>>

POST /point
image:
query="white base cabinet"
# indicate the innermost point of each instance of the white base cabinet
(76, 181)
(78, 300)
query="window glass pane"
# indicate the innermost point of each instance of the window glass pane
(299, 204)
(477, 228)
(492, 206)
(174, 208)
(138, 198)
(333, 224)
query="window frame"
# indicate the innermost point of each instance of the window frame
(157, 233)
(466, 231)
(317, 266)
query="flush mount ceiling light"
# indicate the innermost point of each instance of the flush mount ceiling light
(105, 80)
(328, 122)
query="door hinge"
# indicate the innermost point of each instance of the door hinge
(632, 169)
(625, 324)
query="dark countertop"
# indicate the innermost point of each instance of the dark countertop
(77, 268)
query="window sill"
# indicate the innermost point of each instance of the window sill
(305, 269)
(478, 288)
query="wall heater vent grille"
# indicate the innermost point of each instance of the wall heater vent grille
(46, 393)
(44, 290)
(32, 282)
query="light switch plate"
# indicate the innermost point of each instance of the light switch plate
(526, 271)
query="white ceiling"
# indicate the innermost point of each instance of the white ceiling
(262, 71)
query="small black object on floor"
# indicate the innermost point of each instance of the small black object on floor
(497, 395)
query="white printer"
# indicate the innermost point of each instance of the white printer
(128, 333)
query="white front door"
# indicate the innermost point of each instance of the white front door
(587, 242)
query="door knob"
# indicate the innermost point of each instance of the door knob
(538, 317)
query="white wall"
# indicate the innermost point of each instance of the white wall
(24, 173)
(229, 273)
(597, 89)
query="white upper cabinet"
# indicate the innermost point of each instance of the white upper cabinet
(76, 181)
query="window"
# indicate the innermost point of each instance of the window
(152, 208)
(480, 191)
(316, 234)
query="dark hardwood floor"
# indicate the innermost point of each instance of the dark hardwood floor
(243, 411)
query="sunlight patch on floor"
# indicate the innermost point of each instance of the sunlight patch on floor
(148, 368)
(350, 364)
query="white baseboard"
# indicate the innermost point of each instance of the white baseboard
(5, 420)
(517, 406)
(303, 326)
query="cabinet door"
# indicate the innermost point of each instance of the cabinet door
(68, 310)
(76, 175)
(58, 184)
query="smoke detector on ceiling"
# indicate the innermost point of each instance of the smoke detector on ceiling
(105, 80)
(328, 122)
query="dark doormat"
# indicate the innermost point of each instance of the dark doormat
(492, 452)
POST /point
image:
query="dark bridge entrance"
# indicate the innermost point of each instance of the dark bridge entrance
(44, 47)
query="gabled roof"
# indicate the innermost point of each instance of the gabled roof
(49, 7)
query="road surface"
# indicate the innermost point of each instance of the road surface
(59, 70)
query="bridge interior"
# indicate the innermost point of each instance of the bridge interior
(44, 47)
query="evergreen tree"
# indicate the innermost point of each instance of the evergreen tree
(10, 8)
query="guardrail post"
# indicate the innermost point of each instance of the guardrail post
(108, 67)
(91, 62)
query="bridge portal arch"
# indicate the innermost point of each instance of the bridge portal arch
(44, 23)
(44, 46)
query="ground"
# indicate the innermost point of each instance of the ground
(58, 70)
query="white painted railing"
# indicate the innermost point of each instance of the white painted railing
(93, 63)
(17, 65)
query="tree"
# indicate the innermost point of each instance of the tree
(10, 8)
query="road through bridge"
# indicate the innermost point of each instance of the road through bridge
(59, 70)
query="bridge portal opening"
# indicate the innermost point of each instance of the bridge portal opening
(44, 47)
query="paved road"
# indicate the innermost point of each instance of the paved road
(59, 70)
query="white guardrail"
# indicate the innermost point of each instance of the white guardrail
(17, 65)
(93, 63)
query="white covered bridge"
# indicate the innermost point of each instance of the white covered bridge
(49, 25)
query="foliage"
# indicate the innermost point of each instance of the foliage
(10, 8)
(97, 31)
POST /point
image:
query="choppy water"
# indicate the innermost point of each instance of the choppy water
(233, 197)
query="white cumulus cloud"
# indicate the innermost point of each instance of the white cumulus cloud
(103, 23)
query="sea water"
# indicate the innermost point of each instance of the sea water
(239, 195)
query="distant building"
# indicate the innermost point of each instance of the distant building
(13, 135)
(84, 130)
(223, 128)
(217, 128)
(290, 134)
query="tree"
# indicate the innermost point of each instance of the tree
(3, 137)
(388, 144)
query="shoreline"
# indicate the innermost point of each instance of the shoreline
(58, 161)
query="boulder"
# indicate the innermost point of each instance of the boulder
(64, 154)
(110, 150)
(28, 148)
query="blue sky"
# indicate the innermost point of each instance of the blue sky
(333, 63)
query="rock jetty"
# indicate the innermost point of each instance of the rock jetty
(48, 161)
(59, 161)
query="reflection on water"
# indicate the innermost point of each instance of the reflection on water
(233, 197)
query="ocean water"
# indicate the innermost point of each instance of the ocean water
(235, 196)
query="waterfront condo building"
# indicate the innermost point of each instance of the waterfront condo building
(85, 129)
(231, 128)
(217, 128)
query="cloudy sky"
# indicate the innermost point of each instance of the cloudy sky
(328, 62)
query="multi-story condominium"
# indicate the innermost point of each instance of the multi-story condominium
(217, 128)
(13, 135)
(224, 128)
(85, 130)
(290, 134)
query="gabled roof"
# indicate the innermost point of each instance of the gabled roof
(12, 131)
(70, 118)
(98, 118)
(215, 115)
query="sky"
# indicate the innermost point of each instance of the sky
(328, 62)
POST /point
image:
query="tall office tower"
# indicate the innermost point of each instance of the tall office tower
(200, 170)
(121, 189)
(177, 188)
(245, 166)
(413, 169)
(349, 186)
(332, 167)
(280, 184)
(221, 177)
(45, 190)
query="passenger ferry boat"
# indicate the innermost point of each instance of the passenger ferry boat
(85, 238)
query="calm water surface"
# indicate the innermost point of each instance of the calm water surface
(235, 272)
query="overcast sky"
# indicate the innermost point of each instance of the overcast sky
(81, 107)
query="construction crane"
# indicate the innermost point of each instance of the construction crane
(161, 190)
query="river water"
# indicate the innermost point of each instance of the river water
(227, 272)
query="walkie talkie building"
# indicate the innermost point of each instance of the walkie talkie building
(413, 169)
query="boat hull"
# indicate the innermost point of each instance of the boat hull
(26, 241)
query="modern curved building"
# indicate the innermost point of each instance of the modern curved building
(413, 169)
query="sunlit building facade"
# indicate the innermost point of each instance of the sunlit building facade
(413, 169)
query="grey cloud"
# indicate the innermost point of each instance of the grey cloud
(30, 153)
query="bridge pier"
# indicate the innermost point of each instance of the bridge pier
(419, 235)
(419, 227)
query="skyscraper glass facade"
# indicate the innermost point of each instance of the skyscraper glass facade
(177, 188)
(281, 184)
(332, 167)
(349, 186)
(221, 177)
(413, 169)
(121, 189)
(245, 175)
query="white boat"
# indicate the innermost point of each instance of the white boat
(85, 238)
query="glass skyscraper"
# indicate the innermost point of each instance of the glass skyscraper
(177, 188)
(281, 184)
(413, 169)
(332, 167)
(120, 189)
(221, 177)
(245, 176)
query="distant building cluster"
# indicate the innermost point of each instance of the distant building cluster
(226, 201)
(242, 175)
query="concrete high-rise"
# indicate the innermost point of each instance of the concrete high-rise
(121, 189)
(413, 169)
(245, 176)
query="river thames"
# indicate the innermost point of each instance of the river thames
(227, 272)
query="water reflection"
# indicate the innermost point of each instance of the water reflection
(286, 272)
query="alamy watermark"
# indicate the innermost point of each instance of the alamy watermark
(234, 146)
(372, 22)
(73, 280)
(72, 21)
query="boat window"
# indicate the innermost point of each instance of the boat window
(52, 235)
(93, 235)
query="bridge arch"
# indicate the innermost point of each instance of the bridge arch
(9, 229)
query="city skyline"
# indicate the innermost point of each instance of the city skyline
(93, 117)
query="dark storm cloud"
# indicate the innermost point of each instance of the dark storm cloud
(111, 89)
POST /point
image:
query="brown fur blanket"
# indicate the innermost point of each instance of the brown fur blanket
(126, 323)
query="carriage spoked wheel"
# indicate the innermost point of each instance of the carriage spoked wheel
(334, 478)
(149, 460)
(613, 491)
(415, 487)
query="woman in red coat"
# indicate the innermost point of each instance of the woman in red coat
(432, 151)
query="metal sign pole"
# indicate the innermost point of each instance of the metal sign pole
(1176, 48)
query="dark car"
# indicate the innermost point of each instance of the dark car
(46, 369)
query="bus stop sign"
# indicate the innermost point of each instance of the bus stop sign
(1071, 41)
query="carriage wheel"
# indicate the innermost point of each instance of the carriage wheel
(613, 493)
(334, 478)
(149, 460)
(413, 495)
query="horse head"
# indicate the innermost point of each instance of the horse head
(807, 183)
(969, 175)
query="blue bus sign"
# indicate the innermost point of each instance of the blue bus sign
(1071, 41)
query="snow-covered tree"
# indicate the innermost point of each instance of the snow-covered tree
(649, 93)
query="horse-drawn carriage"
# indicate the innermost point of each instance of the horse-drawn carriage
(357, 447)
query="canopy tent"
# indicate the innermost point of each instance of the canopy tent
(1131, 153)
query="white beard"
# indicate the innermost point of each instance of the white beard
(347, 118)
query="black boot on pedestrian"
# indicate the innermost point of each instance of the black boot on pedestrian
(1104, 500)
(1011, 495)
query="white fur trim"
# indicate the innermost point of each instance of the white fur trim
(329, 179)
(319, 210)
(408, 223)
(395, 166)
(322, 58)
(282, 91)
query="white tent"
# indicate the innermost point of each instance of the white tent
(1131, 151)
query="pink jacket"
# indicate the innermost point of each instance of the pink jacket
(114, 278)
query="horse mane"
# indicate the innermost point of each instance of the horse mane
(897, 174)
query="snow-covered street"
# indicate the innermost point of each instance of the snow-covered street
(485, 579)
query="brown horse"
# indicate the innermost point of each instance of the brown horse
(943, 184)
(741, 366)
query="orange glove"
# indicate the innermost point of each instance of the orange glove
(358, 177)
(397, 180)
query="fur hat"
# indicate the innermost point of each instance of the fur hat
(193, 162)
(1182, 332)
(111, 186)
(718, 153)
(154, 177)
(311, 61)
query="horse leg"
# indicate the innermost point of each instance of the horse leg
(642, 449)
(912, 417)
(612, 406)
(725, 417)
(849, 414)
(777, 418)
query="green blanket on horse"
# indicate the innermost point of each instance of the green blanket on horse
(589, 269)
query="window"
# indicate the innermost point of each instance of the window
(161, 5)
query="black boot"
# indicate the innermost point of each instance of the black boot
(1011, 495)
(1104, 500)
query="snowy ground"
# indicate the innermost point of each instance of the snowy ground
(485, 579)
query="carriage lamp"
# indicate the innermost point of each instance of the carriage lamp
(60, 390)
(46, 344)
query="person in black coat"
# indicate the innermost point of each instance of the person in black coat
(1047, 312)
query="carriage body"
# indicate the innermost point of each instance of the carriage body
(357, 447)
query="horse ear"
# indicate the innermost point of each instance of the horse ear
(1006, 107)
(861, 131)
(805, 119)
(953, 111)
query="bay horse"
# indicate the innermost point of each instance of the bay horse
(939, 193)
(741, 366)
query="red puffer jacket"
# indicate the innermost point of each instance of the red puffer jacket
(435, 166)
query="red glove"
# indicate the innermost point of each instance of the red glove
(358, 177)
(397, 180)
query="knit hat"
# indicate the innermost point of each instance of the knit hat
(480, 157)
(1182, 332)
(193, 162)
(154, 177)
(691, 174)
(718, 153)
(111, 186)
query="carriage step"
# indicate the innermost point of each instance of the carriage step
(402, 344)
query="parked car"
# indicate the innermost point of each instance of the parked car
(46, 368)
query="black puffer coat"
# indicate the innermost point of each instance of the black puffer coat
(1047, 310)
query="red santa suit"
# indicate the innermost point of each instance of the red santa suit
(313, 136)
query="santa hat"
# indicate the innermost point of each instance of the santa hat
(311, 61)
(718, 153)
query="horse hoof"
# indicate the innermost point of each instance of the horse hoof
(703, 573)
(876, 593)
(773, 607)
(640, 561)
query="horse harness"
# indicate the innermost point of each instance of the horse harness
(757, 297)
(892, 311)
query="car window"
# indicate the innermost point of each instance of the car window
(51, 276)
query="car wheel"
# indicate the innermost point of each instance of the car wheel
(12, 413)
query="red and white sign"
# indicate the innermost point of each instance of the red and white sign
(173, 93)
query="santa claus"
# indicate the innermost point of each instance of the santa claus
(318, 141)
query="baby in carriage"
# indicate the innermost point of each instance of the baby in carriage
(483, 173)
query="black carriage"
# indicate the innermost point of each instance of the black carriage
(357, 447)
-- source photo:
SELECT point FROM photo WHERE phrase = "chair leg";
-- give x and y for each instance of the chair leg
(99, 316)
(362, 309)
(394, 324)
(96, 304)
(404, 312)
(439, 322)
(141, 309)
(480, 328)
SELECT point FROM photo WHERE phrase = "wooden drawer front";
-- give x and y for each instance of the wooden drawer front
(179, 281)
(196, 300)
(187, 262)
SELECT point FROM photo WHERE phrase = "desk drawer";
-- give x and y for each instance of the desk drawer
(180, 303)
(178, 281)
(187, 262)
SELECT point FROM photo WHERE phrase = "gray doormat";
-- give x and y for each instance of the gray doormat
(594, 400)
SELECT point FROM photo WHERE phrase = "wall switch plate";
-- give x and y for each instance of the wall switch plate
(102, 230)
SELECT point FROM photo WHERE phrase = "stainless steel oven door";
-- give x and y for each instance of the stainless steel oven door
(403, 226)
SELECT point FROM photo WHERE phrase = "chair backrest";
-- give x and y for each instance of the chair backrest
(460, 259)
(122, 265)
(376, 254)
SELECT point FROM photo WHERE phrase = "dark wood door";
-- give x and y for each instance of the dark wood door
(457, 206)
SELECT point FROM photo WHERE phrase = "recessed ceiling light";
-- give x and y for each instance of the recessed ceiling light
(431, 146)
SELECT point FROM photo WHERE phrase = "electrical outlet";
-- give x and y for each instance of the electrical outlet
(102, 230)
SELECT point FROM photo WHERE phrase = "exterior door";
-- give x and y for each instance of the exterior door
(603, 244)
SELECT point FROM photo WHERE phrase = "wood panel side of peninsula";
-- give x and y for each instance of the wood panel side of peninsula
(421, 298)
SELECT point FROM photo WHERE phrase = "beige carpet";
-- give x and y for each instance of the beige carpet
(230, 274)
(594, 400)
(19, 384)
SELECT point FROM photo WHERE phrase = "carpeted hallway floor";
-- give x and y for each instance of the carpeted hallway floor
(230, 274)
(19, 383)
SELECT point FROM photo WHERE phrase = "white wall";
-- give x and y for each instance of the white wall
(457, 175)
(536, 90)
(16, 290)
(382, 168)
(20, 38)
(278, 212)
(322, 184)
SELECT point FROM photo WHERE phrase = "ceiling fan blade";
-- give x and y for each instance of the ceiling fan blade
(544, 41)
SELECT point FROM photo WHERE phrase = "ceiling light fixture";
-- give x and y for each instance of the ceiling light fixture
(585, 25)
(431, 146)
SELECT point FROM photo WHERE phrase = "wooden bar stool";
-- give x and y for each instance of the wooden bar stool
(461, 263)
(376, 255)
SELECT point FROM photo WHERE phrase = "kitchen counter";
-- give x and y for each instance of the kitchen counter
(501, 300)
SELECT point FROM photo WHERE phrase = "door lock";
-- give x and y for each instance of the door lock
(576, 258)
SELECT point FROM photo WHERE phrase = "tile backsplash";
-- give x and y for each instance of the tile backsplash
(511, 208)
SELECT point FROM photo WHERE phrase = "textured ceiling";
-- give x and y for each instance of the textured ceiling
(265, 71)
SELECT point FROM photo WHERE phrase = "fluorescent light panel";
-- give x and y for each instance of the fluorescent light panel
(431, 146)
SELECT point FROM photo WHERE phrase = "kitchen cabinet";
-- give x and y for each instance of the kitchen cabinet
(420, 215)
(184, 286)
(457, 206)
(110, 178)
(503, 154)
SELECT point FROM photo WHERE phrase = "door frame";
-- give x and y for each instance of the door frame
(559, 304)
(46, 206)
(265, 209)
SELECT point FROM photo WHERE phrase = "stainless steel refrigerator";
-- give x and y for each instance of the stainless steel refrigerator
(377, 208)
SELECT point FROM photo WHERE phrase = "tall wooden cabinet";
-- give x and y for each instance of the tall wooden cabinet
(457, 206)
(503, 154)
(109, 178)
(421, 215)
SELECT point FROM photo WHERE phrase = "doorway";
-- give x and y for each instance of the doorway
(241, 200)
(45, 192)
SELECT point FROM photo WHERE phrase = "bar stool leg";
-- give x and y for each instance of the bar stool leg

<<

# Your objective
Reply with exactly the lines above from the one that contains "-- give x and y for each instance of the textured" through the final line of the material, and with nothing else.

# Exercise solution
-- give x and y for each instance of the textured ceiling
(265, 71)
SELECT point FROM photo WHERE phrase = "fluorescent light panel";
-- give x and y for each instance of the fluorescent light panel
(431, 146)
SELECT point FROM photo WHERE phrase = "kitchen cabinet";
-- give x and y for each instance of the kitchen cabinet
(420, 215)
(184, 286)
(457, 206)
(110, 178)
(503, 154)
SELECT point FROM photo WHERE phrase = "door frame";
-- give x and y for each instance of the door frame
(559, 304)
(46, 206)
(265, 209)
SELECT point FROM photo WHERE phrase = "stainless steel refrigerator";
-- give x and y for each instance of the stainless steel refrigerator
(377, 208)
SELECT point FROM photo WHERE phrase = "tall wooden cabinet";
-- give x and y for each instance of the tall wooden cabinet
(457, 206)
(503, 154)
(109, 178)
(421, 215)
SELECT point FROM photo WHERE phrase = "doorway";
-- give x and y for each instance of the doorway
(241, 200)
(45, 192)
SELECT point FROM photo WHERE phrase = "bar stool leg";
-- give x and y for each instance of the bar stool leg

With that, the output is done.